TASK DIRECTIONS
Rewrite the records below, replacing "Put down a dot" with "Place a dot" wherever it occurs and leaving everything else unchanged.

[Point labeling examples]
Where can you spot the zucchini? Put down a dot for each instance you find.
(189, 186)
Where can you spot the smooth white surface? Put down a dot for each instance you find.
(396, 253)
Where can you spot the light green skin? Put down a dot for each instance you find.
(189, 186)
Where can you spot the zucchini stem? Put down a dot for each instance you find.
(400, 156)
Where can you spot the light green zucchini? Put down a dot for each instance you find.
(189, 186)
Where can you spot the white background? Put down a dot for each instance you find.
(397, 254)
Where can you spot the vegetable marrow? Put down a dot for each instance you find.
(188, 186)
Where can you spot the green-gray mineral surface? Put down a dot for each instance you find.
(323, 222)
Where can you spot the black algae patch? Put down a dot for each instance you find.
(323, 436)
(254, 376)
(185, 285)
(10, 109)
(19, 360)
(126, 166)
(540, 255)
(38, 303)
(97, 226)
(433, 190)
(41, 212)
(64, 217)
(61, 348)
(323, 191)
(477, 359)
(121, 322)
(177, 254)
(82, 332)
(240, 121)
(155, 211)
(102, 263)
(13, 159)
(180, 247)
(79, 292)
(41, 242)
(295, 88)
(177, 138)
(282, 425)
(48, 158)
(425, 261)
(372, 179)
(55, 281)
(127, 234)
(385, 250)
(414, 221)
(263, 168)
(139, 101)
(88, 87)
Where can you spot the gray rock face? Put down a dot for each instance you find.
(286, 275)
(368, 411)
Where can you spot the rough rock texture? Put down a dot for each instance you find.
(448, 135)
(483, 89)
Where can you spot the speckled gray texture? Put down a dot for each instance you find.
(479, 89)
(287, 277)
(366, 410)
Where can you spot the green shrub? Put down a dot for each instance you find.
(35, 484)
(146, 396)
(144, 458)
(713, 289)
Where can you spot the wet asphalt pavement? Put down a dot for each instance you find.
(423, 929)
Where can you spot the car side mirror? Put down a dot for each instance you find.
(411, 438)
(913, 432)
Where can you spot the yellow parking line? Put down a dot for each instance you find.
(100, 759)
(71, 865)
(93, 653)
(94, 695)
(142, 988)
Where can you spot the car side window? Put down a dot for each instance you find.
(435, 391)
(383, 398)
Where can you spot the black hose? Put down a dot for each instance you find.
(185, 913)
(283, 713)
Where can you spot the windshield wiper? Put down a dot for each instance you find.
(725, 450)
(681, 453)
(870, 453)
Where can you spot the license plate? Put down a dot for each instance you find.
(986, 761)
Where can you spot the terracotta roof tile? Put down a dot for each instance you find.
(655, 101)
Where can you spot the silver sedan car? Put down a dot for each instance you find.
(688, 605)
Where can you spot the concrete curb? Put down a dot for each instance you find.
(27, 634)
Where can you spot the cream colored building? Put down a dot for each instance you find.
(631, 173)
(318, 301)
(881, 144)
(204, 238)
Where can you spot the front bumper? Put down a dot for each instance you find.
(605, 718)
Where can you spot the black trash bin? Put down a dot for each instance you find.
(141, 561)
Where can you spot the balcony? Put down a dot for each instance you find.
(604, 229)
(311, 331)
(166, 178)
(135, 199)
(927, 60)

ANSWER TO THIS EXERCISE
Where can you spot the zucchini? Place a dot for each instance you find.
(189, 186)
Where can you spot the smooth white surface? Place a dot for each instance you find.
(396, 253)
Where can you spot the light green skin? Place a dot for each instance you find.
(189, 186)
Where can you spot the zucchini stem? Place a dot for each instance you find.
(400, 156)
Where can you spot the light green zucchini? Place a dot for each instance you find.
(189, 186)
Where can you spot the white background? Place a dot for each instance you find.
(397, 254)
Where can you spot the vegetable marrow? Place a dot for each instance you find.
(188, 186)
Where can you spot the green-gray mineral surface? Place a dot for each instance you find.
(323, 222)
Where can you spot the black algae patch? Place a dot for each instance you find.
(323, 436)
(254, 376)
(185, 285)
(10, 109)
(19, 360)
(126, 166)
(540, 255)
(38, 303)
(97, 226)
(433, 190)
(41, 212)
(64, 217)
(61, 348)
(323, 191)
(477, 359)
(121, 322)
(177, 254)
(82, 332)
(240, 121)
(155, 211)
(102, 263)
(13, 159)
(180, 247)
(79, 292)
(41, 242)
(295, 88)
(177, 138)
(282, 425)
(48, 158)
(425, 261)
(372, 179)
(55, 281)
(127, 234)
(385, 250)
(414, 221)
(263, 168)
(139, 101)
(88, 87)
Where can you spot the gray rock face? Place a dot for each instance you find.
(286, 275)
(368, 411)
Where can you spot the rough rock texture? Place a dot for each instance you find.
(448, 135)
(483, 89)
Where can you spot the speckled gray texture? Place a dot for each instance you find.
(479, 89)
(287, 277)
(366, 410)
Where can you spot the green shrub? Place a dot for each instance you find.
(35, 484)
(146, 396)
(144, 458)
(713, 289)
Where can you spot the wet asphalt pavement? Place a dot for each instance you find.
(423, 929)
Where can you spot the car side mirror? Place a dot for each instance you find.
(411, 438)
(913, 432)
Where can you spot the yellow parking line? Place a dot for each instance you find.
(100, 759)
(71, 865)
(93, 653)
(94, 695)
(142, 988)
Where can you spot the car side window? Place a dot for each instance you find.
(435, 391)
(383, 398)
Where can you spot the black hose? Place a dot for each instance you find.
(185, 913)
(283, 713)
Where can you spot the windshield wiper? Place a dot for each instance you find.
(725, 450)
(681, 453)
(870, 453)
Where can you spot the license plate? Place a dot for each instance you find.
(986, 761)
Where can you spot the terracotta roof tile? Place a dot for each instance you find.
(655, 101)
Where can you spot the silver sedan car? Place a dot for each instance you find.
(688, 605)
Where can you spot the concrete curb? Place a dot for each instance you find.
(27, 634)
Where can you spot the cream colored building? Place a dot for each instance you find.
(631, 173)
(318, 301)
(881, 144)
(204, 238)
Where can you spot the front bumper? Place a dot for each instance you find.
(605, 718)
Where can you spot the black trash bin? Place a dot for each instance you find.
(141, 561)
Where can you spot the balcony? Place a dot for each instance you find.
(604, 229)
(311, 331)
(166, 178)
(135, 199)
(927, 60)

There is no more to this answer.